EXTRAIT DU DOCUMENT -
▬▬▬▬▬▬▬▬▬▬

Plusieurs promoteurs des cliniques de santé privées se regroupent au sein du Parti Conservateur du Québec (PCQ). Ce nouveau parti d’allégeance libertarienne, fondé en 2012, a reçu l’appui de nombreuses personnalités publiques influentes. Il est dirigé par Adrien Pouliot, fondateur de l’ancien réseau de télévision TQS et de l’Institut Économique de Montréal (IEDM). Il compte le docteur Jacques Chaouli dans son exécutif. Sous son initiative, les assurances privées sont rendues légales par un jugement de la cour suprême partout au Canada en 2005.

Qu’est-ce qu’un libertarien ?

▬▬▬▬▬▬▬▬▬▬

TÂCHE DEMANDÉE 1 - D'après l'extrait sur le Parti conservateur du Québec, qui dirige ce parti ?
Le texte et les enregistrements n'ont aucun rapport entre eux.

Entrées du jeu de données

▬▬▬▬▬▬▬▬▬▬

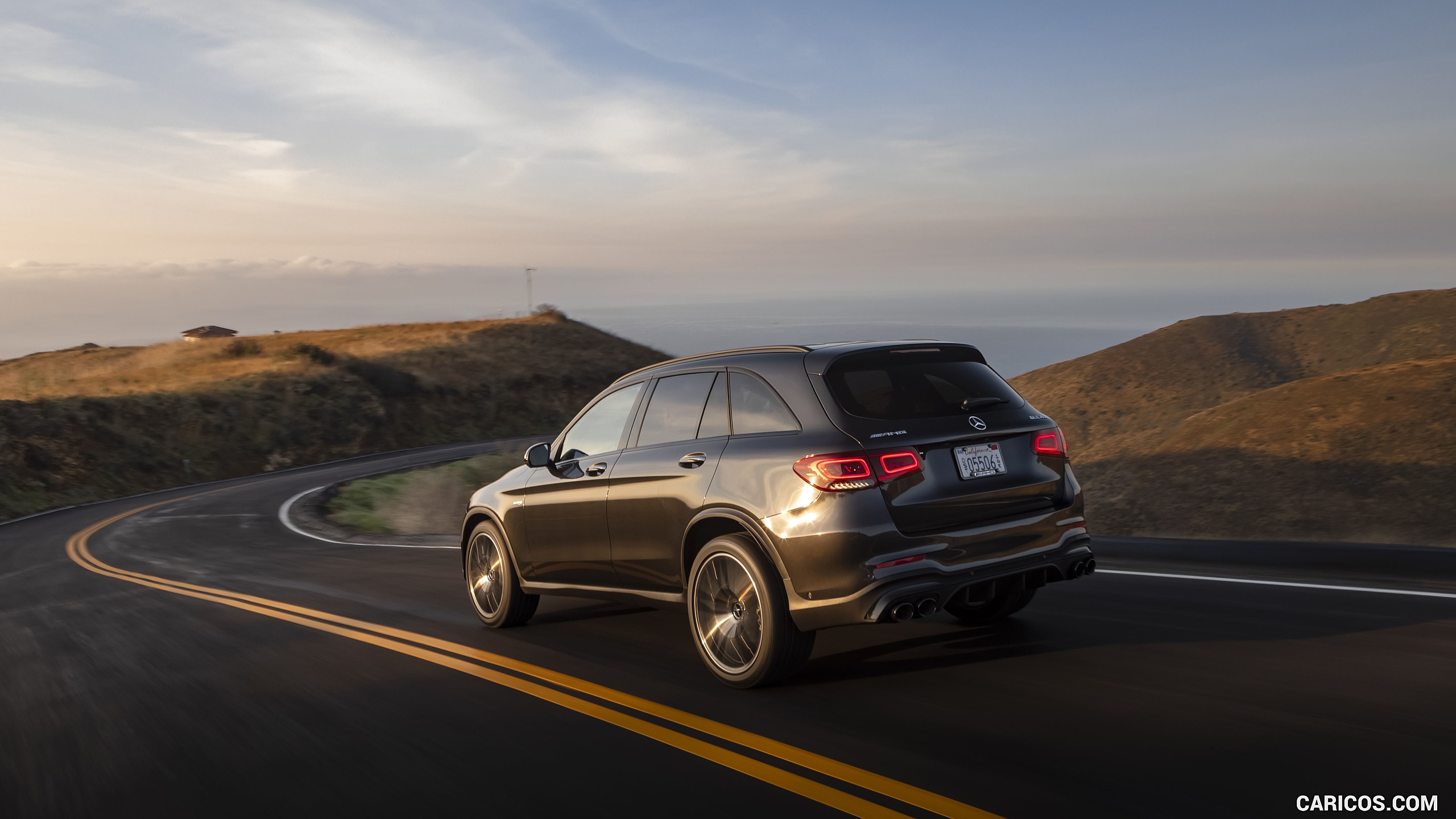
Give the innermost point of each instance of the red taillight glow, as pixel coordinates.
(901, 561)
(842, 473)
(835, 473)
(1050, 444)
(897, 464)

▬▬▬▬▬▬▬▬▬▬

TÂCHE DEMANDÉE 2 - Transforme les enregistrements ci-dessus en CSV à deux colonnes, consigne et reponse, avec une ligne par consigne : son texte et sa réponse, chacun dans un seul champ entre guillemets, les sauts de ligne remplacés par des espaces. Laisse les images de côté.

RÉPONSE COMPLÈTE 1 - Adrien Pouliot.

RÉPONSE COMPLÈTE 2 -
consigne,reponse
"Give the innermost point of each instance of the red taillight glow, as pixel coordinates.","(901, 561) (842, 473) (835, 473) (1050, 444) (897, 464)"